--- BEGIN THE INPUT ---
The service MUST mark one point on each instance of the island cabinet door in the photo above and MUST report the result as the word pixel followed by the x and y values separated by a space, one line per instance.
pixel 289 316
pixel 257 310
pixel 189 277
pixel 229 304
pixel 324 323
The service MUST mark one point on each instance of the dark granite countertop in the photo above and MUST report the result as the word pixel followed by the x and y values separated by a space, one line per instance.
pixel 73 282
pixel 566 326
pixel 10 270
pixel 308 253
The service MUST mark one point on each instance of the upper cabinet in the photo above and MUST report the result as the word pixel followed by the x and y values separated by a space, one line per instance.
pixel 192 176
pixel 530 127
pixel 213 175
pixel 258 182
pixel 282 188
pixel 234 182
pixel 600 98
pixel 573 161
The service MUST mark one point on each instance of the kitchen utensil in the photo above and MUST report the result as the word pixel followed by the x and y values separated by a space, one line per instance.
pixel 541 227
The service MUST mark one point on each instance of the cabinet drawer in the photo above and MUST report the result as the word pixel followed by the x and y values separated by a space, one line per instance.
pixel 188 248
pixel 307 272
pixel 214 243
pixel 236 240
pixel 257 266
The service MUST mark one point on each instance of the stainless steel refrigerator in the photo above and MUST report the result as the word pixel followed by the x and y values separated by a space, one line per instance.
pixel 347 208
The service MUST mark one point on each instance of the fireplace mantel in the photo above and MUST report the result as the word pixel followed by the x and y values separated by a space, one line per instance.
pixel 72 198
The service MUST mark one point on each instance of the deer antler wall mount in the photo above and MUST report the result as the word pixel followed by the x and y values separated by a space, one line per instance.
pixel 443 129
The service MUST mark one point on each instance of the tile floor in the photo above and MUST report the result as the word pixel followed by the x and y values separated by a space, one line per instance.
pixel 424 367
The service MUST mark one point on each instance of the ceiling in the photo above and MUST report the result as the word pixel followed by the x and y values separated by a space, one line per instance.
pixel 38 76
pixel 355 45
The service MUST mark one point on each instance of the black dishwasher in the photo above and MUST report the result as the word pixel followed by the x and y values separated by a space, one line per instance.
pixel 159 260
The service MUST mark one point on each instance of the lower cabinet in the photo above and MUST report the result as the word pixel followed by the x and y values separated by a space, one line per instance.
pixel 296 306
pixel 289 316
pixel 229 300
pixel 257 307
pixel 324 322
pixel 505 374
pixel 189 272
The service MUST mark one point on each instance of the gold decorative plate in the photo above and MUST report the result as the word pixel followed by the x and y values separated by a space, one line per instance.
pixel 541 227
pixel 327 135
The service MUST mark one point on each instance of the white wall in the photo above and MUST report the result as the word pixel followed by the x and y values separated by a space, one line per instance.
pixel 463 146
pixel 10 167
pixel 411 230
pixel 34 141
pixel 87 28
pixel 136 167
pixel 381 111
--- END THE INPUT ---
--- BEGIN THE INPUT ---
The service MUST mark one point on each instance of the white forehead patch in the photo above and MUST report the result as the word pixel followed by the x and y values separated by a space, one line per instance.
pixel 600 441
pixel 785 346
--- END THE INPUT ---
--- BEGIN THE INPUT ---
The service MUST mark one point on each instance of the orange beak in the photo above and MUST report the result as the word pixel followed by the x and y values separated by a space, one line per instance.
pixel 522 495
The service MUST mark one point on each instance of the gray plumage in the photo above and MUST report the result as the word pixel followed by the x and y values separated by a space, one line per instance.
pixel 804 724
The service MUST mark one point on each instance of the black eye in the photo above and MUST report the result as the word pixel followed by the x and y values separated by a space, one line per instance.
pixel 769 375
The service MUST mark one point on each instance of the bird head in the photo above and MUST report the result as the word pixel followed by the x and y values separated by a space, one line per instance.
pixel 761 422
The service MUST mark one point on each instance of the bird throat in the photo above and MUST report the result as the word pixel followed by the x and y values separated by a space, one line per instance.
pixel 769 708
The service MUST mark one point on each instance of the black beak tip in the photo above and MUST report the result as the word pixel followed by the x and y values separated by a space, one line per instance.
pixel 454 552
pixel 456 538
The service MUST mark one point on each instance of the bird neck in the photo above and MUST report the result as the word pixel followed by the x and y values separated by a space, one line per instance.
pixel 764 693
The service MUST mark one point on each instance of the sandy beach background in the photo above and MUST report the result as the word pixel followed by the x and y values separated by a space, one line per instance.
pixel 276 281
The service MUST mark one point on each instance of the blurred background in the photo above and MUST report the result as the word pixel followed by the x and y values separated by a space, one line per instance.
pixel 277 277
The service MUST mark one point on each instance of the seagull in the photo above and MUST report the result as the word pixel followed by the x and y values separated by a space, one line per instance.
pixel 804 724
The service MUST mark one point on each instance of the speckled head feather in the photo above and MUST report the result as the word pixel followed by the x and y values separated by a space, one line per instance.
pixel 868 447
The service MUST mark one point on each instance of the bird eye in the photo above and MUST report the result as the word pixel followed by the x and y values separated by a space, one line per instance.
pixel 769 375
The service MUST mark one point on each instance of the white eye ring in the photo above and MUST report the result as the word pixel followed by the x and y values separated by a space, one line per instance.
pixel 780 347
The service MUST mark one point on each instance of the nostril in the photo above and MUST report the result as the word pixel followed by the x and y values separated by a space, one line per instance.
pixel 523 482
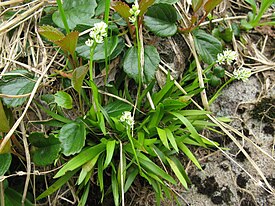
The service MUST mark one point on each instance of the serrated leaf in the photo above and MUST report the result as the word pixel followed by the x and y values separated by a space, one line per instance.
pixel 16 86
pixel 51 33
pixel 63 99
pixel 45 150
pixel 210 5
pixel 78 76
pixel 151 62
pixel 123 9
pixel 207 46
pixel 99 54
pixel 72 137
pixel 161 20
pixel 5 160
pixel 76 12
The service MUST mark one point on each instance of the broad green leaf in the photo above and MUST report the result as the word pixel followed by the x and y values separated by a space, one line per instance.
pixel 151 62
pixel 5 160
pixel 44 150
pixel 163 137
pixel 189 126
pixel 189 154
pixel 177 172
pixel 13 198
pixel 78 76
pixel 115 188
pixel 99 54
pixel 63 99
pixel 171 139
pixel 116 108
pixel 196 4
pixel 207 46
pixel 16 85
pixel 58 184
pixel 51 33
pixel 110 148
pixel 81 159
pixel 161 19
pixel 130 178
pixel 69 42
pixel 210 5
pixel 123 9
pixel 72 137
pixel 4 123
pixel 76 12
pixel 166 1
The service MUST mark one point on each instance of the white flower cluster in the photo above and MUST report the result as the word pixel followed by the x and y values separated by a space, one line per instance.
--- END THE INPUT ---
- [EXERCISE]:
Render the part of the listing that opens with the line containing "of the serrated" and closes with the line containing "the white flower", both included, as a Markdown table with the columns No. and Line, leaving out blank lines.

- [RESULT OF THE TASK]:
| No. | Line |
|---|---|
| 1 | The service MUST mark one point on each instance of the serrated leaf in the photo above and MUST report the result as the word pixel followed by the x and y values separated by a space, one line per instance. |
| 2 | pixel 16 86 |
| 3 | pixel 51 33 |
| 4 | pixel 63 99 |
| 5 | pixel 45 150 |
| 6 | pixel 210 5 |
| 7 | pixel 78 76 |
| 8 | pixel 151 62 |
| 9 | pixel 123 9 |
| 10 | pixel 207 46 |
| 11 | pixel 99 54 |
| 12 | pixel 72 137 |
| 13 | pixel 161 20 |
| 14 | pixel 5 160 |
| 15 | pixel 76 12 |
| 16 | The service MUST mark one point on each instance of the broad green leaf in the photo above and MUST report the result as the word pixel followed by the x and y values separated by a space, one line per instance. |
| 17 | pixel 151 62 |
| 18 | pixel 5 160 |
| 19 | pixel 44 150 |
| 20 | pixel 163 137 |
| 21 | pixel 189 126 |
| 22 | pixel 189 154 |
| 23 | pixel 177 172 |
| 24 | pixel 13 198 |
| 25 | pixel 78 76 |
| 26 | pixel 115 188 |
| 27 | pixel 99 54 |
| 28 | pixel 63 99 |
| 29 | pixel 171 139 |
| 30 | pixel 116 108 |
| 31 | pixel 196 4 |
| 32 | pixel 207 46 |
| 33 | pixel 16 85 |
| 34 | pixel 58 184 |
| 35 | pixel 51 33 |
| 36 | pixel 110 148 |
| 37 | pixel 81 159 |
| 38 | pixel 161 19 |
| 39 | pixel 130 178 |
| 40 | pixel 69 42 |
| 41 | pixel 210 5 |
| 42 | pixel 123 9 |
| 43 | pixel 72 137 |
| 44 | pixel 4 123 |
| 45 | pixel 76 12 |
| 46 | pixel 166 1 |
| 47 | The service MUST mark one point on each instance of the white flower cluster in the photo above and MUST report the result as the word pixel followed by the x and y values separated by a space, one line per instance. |